---------- Record set

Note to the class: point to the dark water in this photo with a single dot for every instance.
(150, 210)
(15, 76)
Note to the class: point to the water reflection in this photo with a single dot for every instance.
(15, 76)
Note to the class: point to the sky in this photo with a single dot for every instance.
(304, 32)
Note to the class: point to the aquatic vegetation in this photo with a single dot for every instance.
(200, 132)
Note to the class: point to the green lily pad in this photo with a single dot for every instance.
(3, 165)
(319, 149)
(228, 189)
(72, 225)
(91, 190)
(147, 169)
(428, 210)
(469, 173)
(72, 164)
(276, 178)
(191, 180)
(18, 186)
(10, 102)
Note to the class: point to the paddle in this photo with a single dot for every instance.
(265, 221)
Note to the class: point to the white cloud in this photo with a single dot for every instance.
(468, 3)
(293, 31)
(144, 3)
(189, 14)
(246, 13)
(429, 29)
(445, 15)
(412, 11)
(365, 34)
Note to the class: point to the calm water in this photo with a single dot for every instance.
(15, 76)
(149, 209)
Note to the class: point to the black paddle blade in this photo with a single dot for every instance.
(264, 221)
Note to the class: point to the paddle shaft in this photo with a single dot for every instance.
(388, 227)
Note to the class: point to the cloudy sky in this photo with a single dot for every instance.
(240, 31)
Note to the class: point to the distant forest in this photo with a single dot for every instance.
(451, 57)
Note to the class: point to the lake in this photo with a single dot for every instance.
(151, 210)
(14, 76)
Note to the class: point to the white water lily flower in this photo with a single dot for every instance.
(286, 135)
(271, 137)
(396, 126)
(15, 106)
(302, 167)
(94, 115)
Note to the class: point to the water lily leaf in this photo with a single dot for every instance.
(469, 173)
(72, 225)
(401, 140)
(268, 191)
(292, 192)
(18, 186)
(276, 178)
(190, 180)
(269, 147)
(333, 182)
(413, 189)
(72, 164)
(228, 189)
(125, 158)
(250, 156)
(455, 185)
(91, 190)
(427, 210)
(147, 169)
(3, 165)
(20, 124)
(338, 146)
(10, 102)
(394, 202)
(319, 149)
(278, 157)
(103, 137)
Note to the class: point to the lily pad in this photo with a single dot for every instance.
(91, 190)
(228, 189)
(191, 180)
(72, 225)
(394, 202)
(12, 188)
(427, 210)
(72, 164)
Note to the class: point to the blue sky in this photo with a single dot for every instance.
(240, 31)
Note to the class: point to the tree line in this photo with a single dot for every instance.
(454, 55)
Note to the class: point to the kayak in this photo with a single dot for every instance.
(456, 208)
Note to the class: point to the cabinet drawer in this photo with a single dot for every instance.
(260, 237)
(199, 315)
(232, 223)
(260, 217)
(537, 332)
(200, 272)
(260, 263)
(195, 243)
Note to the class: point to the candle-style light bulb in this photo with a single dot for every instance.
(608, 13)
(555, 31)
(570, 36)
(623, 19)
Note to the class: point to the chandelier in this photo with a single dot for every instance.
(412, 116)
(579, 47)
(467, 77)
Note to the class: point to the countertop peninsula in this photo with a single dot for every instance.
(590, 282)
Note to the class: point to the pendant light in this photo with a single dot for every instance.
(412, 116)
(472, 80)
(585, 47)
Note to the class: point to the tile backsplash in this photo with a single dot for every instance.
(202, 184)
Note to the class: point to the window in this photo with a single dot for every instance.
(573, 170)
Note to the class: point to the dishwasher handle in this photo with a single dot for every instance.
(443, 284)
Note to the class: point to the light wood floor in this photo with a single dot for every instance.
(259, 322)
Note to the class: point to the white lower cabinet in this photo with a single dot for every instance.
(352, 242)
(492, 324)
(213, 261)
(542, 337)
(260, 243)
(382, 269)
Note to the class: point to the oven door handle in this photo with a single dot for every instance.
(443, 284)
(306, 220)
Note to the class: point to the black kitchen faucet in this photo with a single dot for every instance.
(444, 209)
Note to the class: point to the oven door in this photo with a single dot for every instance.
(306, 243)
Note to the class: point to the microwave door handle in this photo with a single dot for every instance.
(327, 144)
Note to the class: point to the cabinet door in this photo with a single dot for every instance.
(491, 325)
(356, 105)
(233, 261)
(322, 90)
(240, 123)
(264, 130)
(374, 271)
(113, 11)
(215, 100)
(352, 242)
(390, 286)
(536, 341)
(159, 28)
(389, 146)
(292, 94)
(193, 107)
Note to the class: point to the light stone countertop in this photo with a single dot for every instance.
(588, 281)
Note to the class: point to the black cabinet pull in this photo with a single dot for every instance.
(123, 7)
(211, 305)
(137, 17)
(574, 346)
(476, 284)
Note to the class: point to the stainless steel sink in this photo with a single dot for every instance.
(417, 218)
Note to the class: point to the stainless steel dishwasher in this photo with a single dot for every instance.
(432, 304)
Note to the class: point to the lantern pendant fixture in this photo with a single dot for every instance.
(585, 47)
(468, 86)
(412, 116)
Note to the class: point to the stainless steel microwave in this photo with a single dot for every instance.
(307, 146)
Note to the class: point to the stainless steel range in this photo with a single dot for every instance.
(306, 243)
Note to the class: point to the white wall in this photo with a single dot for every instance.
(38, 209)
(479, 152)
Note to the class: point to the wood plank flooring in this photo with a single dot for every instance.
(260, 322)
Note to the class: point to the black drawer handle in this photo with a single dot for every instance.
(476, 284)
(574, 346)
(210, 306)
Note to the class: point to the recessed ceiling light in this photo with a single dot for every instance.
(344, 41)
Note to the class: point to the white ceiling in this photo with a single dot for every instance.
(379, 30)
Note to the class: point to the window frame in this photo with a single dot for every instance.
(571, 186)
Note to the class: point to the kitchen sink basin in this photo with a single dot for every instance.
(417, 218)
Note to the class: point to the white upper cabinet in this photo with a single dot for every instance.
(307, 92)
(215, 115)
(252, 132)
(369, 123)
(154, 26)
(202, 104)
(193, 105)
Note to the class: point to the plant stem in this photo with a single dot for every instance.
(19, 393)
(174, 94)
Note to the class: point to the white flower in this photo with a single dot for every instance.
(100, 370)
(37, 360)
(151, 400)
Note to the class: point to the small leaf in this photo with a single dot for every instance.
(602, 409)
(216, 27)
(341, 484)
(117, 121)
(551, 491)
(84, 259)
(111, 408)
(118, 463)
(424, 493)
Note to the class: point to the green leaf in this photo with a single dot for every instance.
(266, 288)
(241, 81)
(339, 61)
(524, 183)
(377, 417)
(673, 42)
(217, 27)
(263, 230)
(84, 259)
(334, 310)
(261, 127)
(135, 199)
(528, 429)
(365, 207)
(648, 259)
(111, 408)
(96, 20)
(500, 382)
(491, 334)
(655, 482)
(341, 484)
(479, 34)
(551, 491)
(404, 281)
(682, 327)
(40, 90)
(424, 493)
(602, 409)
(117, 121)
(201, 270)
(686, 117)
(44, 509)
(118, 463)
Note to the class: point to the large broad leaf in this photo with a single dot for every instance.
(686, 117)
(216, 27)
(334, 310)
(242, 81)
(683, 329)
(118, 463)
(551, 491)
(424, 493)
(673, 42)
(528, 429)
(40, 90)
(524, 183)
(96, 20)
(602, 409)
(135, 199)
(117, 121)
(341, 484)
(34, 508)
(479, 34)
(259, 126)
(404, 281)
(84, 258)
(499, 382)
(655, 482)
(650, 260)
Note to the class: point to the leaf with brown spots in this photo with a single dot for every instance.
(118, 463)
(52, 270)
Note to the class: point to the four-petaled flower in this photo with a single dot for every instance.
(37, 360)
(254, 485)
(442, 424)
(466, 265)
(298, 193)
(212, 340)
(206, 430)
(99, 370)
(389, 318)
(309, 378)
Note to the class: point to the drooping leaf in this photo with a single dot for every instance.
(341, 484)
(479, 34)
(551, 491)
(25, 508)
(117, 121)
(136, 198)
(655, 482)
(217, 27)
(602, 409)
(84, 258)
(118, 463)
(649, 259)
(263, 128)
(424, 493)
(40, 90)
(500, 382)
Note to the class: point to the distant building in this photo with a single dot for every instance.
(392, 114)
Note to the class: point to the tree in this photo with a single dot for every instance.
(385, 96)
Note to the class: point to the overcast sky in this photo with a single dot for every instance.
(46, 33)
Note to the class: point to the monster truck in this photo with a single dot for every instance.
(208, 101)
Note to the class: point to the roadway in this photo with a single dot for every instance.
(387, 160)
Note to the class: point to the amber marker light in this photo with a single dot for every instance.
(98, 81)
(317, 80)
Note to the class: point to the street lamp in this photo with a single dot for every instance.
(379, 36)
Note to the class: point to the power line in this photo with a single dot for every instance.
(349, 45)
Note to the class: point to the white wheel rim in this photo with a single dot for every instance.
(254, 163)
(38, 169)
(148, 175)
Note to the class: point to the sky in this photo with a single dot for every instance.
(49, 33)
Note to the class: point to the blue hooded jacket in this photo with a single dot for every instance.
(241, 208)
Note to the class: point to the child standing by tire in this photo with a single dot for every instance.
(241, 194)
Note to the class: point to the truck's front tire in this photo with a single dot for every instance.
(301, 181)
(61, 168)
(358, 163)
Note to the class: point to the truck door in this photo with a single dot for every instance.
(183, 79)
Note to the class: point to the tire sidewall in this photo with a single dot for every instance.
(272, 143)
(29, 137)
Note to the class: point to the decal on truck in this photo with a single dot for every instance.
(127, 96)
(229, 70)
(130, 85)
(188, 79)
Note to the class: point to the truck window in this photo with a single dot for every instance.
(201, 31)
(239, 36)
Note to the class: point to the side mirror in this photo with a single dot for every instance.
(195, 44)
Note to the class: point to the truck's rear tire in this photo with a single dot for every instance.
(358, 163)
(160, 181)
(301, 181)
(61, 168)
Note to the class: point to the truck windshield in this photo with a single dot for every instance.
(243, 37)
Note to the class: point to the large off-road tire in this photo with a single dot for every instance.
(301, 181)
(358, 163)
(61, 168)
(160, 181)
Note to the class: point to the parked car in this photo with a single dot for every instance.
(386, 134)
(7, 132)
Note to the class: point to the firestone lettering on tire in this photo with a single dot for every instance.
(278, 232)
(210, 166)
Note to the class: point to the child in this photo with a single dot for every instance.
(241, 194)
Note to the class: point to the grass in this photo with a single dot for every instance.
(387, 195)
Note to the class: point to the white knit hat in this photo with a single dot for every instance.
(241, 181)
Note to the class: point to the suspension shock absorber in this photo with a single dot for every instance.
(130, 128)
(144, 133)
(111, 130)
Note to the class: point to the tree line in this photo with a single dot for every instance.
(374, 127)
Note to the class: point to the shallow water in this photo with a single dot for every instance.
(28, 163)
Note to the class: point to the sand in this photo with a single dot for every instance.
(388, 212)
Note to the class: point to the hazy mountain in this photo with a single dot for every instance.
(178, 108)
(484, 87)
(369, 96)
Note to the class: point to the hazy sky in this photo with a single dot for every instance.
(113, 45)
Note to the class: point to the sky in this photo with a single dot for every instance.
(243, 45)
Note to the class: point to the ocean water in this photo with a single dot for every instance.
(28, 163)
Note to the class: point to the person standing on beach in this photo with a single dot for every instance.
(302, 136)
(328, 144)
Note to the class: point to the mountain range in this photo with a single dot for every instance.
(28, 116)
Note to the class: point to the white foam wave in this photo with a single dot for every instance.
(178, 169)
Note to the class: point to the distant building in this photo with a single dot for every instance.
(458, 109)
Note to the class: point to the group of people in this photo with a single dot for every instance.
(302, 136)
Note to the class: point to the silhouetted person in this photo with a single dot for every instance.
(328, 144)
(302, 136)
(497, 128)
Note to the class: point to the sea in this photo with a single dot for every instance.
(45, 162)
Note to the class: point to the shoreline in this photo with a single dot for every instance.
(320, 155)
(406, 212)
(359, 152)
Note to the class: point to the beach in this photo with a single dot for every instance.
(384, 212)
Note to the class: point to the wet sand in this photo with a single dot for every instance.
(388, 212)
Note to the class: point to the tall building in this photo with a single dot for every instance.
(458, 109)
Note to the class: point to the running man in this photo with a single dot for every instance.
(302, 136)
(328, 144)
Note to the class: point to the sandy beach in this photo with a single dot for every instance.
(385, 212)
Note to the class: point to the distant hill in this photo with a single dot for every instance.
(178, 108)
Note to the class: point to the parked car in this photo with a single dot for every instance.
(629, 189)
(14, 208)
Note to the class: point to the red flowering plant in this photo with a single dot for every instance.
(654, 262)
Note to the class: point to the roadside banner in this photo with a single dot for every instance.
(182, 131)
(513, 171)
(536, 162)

--------------------

## [What this task involves]
Convert the items above, from the line containing "Note to the class: point to the red" through the end of the items, into a two-column CSV with the header instruction,points. Give one row per item, with its text under instruction and its answer under points, each in a single quoted field with line breaks turned into spaces.

## [Exercise response]
instruction,points
"Note to the class: point to the red flowering plant in this photo with a single dot for every instance.","(654, 262)"
"Note to the class: point to the roadside banner in this photo with a single dot for every instance.","(182, 131) (513, 171) (536, 162)"